Starting at the line that contains "snow cannon in" and ending at the last line of the items below, turn those lines into a Markdown table with the columns Row and Line. Give each line its own row and leave out blank lines.

(Pointing dataset items)
————————

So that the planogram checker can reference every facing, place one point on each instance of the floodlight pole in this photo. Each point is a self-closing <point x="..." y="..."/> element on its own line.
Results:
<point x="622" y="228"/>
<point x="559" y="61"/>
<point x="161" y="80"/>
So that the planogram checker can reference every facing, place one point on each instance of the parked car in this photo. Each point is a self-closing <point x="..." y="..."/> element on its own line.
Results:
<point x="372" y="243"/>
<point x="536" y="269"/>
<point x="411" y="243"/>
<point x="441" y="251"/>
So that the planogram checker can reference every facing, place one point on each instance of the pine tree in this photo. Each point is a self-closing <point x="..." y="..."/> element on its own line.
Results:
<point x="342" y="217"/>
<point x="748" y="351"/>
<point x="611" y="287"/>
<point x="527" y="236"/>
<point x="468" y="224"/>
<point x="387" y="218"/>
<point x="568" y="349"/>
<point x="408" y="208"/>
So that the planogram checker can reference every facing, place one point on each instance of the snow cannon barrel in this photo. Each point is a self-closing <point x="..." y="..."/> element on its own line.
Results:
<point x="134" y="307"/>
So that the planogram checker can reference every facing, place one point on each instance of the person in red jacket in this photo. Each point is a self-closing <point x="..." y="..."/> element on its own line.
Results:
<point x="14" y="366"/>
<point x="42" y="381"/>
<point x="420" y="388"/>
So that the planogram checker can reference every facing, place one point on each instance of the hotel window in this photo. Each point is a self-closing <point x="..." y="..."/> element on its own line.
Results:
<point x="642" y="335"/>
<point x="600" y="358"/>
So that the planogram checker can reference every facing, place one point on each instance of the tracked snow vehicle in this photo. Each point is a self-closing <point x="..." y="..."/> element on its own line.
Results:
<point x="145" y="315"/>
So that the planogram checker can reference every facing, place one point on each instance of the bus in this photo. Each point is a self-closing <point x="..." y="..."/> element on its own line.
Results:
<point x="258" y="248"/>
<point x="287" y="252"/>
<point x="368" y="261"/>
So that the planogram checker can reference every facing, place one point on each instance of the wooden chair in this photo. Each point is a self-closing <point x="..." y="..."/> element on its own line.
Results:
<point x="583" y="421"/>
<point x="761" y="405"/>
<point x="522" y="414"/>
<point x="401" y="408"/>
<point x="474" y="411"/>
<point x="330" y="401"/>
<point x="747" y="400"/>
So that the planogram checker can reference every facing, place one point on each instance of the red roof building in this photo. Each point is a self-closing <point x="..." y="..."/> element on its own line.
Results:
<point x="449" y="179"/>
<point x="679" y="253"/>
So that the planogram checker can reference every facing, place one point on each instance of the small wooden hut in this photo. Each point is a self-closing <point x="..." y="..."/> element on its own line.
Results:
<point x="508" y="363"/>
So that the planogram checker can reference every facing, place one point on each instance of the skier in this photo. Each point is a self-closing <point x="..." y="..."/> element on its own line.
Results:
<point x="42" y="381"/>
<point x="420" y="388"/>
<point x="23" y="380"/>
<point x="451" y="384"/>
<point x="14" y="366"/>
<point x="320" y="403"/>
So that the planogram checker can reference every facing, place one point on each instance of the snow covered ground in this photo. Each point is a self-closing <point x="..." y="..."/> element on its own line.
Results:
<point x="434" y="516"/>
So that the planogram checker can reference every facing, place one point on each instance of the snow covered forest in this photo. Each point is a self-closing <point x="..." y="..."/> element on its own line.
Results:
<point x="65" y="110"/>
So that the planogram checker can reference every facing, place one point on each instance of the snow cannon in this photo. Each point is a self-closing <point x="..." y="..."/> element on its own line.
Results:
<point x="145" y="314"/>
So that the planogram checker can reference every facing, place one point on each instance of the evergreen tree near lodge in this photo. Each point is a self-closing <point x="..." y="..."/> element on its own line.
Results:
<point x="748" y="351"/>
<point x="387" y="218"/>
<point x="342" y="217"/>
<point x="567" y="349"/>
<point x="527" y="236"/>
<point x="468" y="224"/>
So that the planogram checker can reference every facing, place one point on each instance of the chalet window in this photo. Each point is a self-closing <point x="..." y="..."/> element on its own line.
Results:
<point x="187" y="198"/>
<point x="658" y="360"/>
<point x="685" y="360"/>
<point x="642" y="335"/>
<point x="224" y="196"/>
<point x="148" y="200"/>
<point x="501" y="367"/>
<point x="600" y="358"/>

————————

§ **Result**
| Row | Line |
|---|---|
| 1 | So that the planogram checker can reference every facing, place one point on each instance of the snow cannon in this photo. Each point is a self-closing <point x="..." y="..."/> element on its own line. |
| 2 | Results: |
| 3 | <point x="145" y="314"/> |
| 4 | So that the planogram checker can reference every facing, place one point on each instance of the evergreen tree near lodge in this photo. Each point is a self-closing <point x="..." y="..."/> element on its own line. |
| 5 | Results: |
| 6 | <point x="748" y="351"/> |
| 7 | <point x="387" y="218"/> |
| 8 | <point x="342" y="217"/> |
| 9 | <point x="567" y="349"/> |
| 10 | <point x="527" y="236"/> |
| 11 | <point x="468" y="224"/> |
| 12 | So that the planogram checker can reference every facing, place one point on each instance of the chalet window in this photo. Each point is a self-closing <point x="..." y="..."/> element on its own line. |
| 13 | Results: |
| 14 | <point x="187" y="198"/> |
| 15 | <point x="658" y="360"/> |
| 16 | <point x="685" y="360"/> |
| 17 | <point x="642" y="335"/> |
| 18 | <point x="224" y="196"/> |
| 19 | <point x="148" y="200"/> |
| 20 | <point x="501" y="367"/> |
| 21 | <point x="600" y="358"/> |